▶ [WORK TO DO]
Rewrite the items below as a JSON list of strings with one string per line, skipping blank lines and leaving the pictures out.

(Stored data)
+ + + + +
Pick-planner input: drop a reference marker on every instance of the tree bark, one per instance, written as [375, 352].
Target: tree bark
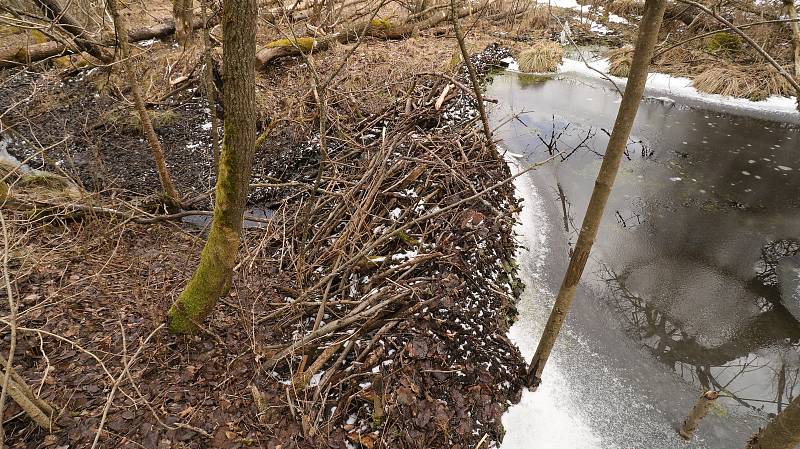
[144, 118]
[645, 43]
[791, 11]
[211, 89]
[53, 10]
[182, 13]
[38, 52]
[783, 432]
[212, 279]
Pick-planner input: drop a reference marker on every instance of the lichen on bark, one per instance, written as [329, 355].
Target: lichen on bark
[212, 278]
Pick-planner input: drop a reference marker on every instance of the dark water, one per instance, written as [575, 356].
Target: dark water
[695, 270]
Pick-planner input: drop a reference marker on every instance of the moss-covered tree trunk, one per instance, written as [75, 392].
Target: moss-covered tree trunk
[643, 53]
[783, 432]
[144, 119]
[212, 278]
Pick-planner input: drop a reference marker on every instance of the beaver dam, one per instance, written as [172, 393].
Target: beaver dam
[373, 224]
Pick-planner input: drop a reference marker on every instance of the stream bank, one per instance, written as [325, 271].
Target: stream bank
[689, 286]
[429, 366]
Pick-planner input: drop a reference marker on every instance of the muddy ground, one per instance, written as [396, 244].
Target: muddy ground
[92, 289]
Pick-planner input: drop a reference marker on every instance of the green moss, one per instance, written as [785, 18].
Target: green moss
[212, 278]
[38, 37]
[724, 43]
[455, 60]
[305, 44]
[8, 30]
[211, 281]
[381, 24]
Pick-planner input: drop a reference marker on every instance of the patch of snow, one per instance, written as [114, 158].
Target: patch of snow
[512, 63]
[681, 89]
[613, 18]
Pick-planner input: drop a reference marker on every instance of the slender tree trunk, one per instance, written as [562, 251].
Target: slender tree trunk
[791, 11]
[783, 432]
[182, 12]
[473, 76]
[212, 279]
[211, 96]
[648, 35]
[138, 101]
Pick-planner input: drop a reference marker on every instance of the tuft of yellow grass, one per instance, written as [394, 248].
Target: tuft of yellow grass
[542, 56]
[619, 61]
[625, 7]
[753, 83]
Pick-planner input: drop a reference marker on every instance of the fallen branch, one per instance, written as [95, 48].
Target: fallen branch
[39, 52]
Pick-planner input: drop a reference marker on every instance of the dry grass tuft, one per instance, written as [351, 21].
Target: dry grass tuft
[625, 7]
[535, 18]
[542, 56]
[619, 61]
[753, 83]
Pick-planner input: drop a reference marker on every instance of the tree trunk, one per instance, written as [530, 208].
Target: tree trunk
[783, 432]
[648, 35]
[212, 279]
[791, 11]
[53, 10]
[211, 90]
[182, 12]
[144, 118]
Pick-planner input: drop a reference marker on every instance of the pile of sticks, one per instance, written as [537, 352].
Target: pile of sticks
[409, 215]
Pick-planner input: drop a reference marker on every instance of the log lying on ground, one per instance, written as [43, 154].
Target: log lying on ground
[377, 28]
[34, 53]
[53, 10]
[39, 410]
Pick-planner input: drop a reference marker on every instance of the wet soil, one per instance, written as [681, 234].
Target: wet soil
[447, 371]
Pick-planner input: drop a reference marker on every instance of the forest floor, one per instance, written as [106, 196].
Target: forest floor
[434, 368]
[92, 288]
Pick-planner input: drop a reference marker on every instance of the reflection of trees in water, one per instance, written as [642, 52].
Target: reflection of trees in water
+ + + + +
▶ [THE SOLUTION]
[
  "Pick-planner input: drop a reference marker on every instance of the tree bark, one per instance, written as [375, 352].",
  "Target: tree bark",
  "[144, 118]",
  "[645, 43]",
  "[791, 11]",
  "[211, 89]",
  "[53, 10]",
  "[182, 13]",
  "[38, 52]",
  "[783, 432]",
  "[212, 279]",
  "Pick-planner input: drop a reference marker on every instance of the lichen on bark, one per instance, written as [329, 355].",
  "Target: lichen on bark",
  "[212, 278]",
  "Pick-planner input: drop a reference marker on every instance of the dark water, one per instance, written as [575, 356].",
  "Target: dark water",
  "[695, 270]",
  "Pick-planner input: drop a reference marker on every instance of the moss-covered tree trunk, one per instance, written as [75, 392].",
  "Target: moss-covered tree trunk",
  "[643, 53]",
  "[783, 432]",
  "[144, 119]",
  "[212, 278]",
  "Pick-planner input: drop a reference marker on every instance of the beaver dam, one per instance, written as [172, 393].",
  "Target: beaver dam",
  "[373, 224]",
  "Pick-planner input: drop a reference marker on every instance of the stream bank, one per instance, written as [325, 271].",
  "Target: stream bank",
  "[689, 286]",
  "[429, 366]",
  "Pick-planner input: drop a reference marker on every instance of the muddy ground, one per instance, written as [396, 244].",
  "Target: muddy ground",
  "[92, 289]",
  "Pick-planner input: drop a reference marker on every instance of the green moss, one per instance, written as [785, 18].",
  "Target: green moss",
  "[212, 278]",
  "[38, 37]",
  "[724, 43]",
  "[455, 60]",
  "[305, 44]",
  "[8, 30]",
  "[211, 281]",
  "[381, 24]",
  "Pick-planner input: drop a reference marker on every instance of the patch of snow, one per instance, written as [114, 158].",
  "Target: patch of snow",
  "[512, 63]",
  "[681, 89]",
  "[613, 18]",
  "Pick-planner input: drop a reference marker on every instance of the slender tree trunk, one per instance, written as [562, 251].",
  "Target: slender tree trunk",
  "[791, 11]",
  "[783, 432]",
  "[182, 12]",
  "[473, 76]",
  "[212, 279]",
  "[211, 96]",
  "[648, 35]",
  "[138, 101]",
  "Pick-planner input: drop a reference marker on every instance of the tuft of yellow grass, one per instance, written as [394, 248].",
  "Target: tuft of yellow grass",
  "[542, 56]",
  "[619, 61]",
  "[625, 7]",
  "[753, 83]",
  "Pick-planner input: drop a reference marker on every instance of the fallen branch, one per instance, written as [95, 48].",
  "Target: fallen branch",
  "[39, 52]",
  "Pick-planner input: drop a reference marker on every instance of the dry grass tuft, one per instance, written as [351, 21].",
  "Target: dry grass tuft",
  "[625, 7]",
  "[535, 18]",
  "[542, 56]",
  "[619, 61]",
  "[753, 83]",
  "Pick-planner input: drop a reference marker on every instance of the tree trunk, one per instance, written as [530, 208].",
  "Target: tree trunk",
  "[783, 432]",
  "[648, 35]",
  "[212, 279]",
  "[791, 11]",
  "[53, 10]",
  "[211, 90]",
  "[182, 12]",
  "[144, 118]",
  "Pick-planner input: drop a reference marker on every instance of the pile of sticks, one per instance, written as [537, 352].",
  "Target: pile of sticks",
  "[409, 215]",
  "Pick-planner input: drop a reference marker on every instance of the log lying on ground, one per instance, written as [43, 154].",
  "Target: log lying on ground",
  "[377, 28]",
  "[34, 53]",
  "[53, 10]",
  "[39, 410]",
  "Pick-planner input: drop a reference marker on every instance of the wet soil, one per instance, written as [681, 234].",
  "Target: wet soil",
  "[447, 371]",
  "Pick-planner input: drop a reference marker on every instance of the forest floor, one per instance, written as [106, 196].",
  "Target: forest floor",
  "[434, 368]",
  "[92, 288]",
  "Pick-planner input: drop a reference marker on every instance of the reflection of trees in water, one per instance, written as [642, 52].",
  "Target: reflection of trees in water"
]